Action item: Beginning at the line containing "Could you spot the car side" in the material below and ending at the line containing "Could you spot the car hood", return each line exactly and add nothing.

Raw data:
━━━━━━━━━━
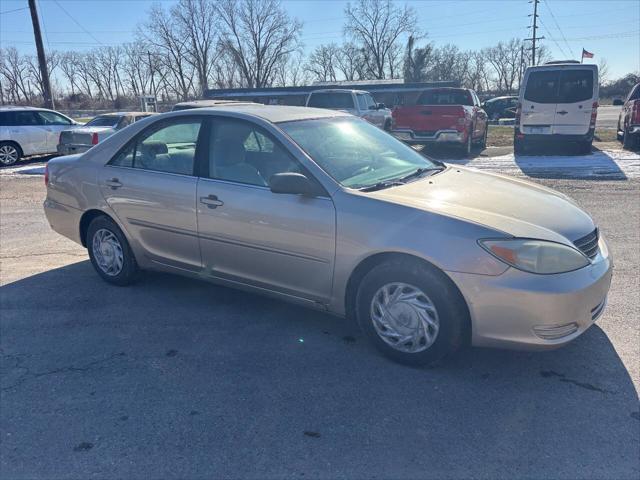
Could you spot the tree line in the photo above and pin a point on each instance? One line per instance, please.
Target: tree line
(182, 50)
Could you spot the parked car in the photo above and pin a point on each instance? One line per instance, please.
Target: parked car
(356, 102)
(206, 103)
(443, 115)
(324, 209)
(629, 120)
(501, 107)
(558, 103)
(82, 138)
(26, 131)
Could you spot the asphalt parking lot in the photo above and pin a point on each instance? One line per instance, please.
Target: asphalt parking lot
(174, 378)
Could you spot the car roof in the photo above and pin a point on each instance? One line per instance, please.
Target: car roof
(338, 90)
(271, 113)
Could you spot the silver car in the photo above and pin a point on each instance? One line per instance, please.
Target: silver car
(324, 209)
(82, 138)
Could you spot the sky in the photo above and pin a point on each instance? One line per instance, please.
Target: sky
(608, 28)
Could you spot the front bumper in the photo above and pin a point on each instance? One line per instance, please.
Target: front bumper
(70, 149)
(526, 311)
(441, 136)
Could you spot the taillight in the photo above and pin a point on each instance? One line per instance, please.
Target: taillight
(635, 112)
(594, 114)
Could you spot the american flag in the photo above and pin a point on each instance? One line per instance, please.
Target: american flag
(586, 54)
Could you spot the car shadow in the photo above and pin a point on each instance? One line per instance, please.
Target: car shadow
(177, 375)
(564, 161)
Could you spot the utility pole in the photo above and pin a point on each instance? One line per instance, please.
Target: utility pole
(534, 33)
(42, 60)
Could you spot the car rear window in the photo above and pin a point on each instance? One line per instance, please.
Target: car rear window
(575, 86)
(542, 87)
(105, 121)
(448, 97)
(555, 86)
(331, 100)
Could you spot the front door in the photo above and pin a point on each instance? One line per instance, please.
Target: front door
(539, 102)
(151, 187)
(249, 235)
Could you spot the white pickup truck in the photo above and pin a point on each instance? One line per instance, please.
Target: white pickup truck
(355, 102)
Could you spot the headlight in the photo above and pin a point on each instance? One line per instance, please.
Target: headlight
(536, 256)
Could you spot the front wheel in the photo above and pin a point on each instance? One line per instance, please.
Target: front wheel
(110, 253)
(410, 312)
(9, 153)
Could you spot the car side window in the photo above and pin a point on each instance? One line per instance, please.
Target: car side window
(164, 147)
(362, 102)
(51, 118)
(245, 153)
(26, 119)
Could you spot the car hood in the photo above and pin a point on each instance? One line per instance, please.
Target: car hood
(513, 206)
(92, 130)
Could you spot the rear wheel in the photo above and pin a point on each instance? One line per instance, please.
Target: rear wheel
(110, 253)
(629, 141)
(10, 153)
(410, 312)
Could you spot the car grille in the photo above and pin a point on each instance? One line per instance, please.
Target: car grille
(588, 244)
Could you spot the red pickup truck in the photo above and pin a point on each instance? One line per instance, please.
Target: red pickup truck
(629, 120)
(443, 115)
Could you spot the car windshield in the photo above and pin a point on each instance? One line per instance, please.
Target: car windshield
(103, 121)
(331, 100)
(354, 152)
(445, 97)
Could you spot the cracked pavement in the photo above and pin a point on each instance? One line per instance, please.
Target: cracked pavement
(175, 378)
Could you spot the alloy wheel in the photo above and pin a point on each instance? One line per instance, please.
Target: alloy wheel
(8, 154)
(404, 317)
(107, 251)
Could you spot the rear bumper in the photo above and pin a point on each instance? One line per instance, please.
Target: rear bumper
(63, 219)
(70, 149)
(554, 137)
(408, 135)
(535, 312)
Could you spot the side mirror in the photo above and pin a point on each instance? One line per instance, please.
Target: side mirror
(292, 183)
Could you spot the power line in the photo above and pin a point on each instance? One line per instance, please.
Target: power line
(546, 2)
(77, 23)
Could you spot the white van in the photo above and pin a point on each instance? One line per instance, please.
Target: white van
(558, 102)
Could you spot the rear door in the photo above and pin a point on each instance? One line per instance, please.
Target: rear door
(539, 102)
(52, 124)
(252, 236)
(151, 187)
(576, 96)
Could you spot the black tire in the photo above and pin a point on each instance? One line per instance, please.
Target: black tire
(129, 271)
(10, 153)
(468, 146)
(629, 142)
(451, 310)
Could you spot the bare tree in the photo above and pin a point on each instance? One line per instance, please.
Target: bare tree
(377, 26)
(322, 63)
(197, 23)
(258, 34)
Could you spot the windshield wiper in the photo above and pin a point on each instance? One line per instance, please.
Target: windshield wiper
(381, 185)
(420, 172)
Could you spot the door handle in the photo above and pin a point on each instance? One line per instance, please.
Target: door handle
(114, 183)
(211, 201)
━━━━━━━━━━
Written answer:
Could you spot the car side window in the photo above and pin a point on each instance? One line per instance, please.
Target: car side window
(164, 147)
(362, 102)
(51, 118)
(245, 153)
(26, 119)
Could you spot the car hood in the photo above and pin a point on each instance? One line per instance, please.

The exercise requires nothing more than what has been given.